● TASK BRIEF:
Copy each entry as it stands, leaving nothing out.

(Beginning of DATA RECORDS)

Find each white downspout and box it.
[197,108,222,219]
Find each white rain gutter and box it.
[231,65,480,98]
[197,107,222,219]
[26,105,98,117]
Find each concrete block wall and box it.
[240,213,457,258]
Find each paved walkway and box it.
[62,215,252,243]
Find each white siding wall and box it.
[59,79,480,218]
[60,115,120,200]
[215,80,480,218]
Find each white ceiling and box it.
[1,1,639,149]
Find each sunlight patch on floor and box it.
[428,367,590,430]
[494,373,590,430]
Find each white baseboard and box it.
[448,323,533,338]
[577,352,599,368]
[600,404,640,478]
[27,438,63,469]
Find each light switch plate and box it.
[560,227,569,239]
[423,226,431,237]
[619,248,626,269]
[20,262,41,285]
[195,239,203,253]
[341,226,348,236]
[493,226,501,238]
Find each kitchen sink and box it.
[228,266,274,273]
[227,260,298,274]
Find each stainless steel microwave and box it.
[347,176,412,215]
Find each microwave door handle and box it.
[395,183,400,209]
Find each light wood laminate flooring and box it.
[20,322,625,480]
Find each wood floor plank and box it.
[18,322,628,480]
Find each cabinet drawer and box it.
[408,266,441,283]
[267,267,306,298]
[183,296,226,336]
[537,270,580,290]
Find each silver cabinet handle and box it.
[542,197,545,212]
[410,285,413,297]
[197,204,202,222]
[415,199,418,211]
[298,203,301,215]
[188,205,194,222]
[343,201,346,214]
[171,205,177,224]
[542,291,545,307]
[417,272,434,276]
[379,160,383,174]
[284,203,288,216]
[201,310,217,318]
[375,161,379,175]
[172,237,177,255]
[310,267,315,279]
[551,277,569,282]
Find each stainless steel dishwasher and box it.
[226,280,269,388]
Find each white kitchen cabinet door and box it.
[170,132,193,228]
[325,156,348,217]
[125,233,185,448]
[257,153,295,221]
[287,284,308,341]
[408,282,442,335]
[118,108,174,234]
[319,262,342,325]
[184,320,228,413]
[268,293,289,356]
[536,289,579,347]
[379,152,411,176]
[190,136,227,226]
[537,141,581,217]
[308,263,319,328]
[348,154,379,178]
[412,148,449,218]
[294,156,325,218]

(End of DATA RECORDS)

● ANSWER FOR THIS EXERCISE:
Find each white downspout and box it.
[197,108,222,219]
Find each white rain gutter and box it.
[231,65,480,98]
[197,107,222,219]
[26,105,98,117]
Find each concrete block wall and box it.
[240,213,457,258]
Find each paved walkway and box it.
[62,215,252,243]
Find each white siding wall and box it.
[59,79,480,218]
[60,115,120,200]
[215,80,480,218]
Find each white ceiling and box it.
[1,1,639,149]
Find each sunlight patch on floor and box it.
[428,367,590,430]
[494,373,590,430]
Find each white baseboard and box it.
[448,323,533,338]
[577,352,599,368]
[600,404,640,478]
[27,438,63,469]
Find each light switch plate and box it.
[560,227,569,239]
[423,226,431,237]
[619,248,626,269]
[20,262,41,285]
[195,239,203,253]
[341,226,348,236]
[493,226,501,238]
Find each kitchen sink and box it.
[228,266,274,273]
[227,260,298,274]
Find each stainless steel microwave and box it.
[347,176,412,215]
Find each microwave door handle and box it.
[395,183,400,209]
Find each light wood laminate flooring and box it.
[20,322,625,480]
Find each wood floor plank and box it.
[18,322,628,480]
Find each cabinet drawer and box it.
[408,266,441,283]
[267,267,306,298]
[183,296,226,336]
[537,270,580,290]
Find each silver cabinet handle and box it.
[542,197,545,212]
[410,285,413,297]
[197,204,202,222]
[415,199,418,211]
[298,203,301,215]
[188,205,194,222]
[343,201,346,214]
[171,205,177,224]
[542,291,545,307]
[417,272,434,276]
[379,160,383,174]
[284,203,288,216]
[201,310,217,318]
[375,161,379,175]
[172,237,177,255]
[310,267,315,279]
[551,277,569,282]
Find each stainless steel dishwasher and box it.
[226,280,269,388]
Find each white kitchen cabinet door and box it.
[170,132,193,228]
[325,156,348,217]
[125,233,185,448]
[257,153,295,221]
[287,284,308,341]
[408,282,442,335]
[118,108,174,234]
[319,262,342,325]
[184,320,228,413]
[268,293,289,356]
[536,289,579,347]
[379,152,411,176]
[190,136,227,226]
[537,141,581,217]
[308,263,319,328]
[348,154,379,178]
[412,148,449,218]
[294,156,325,218]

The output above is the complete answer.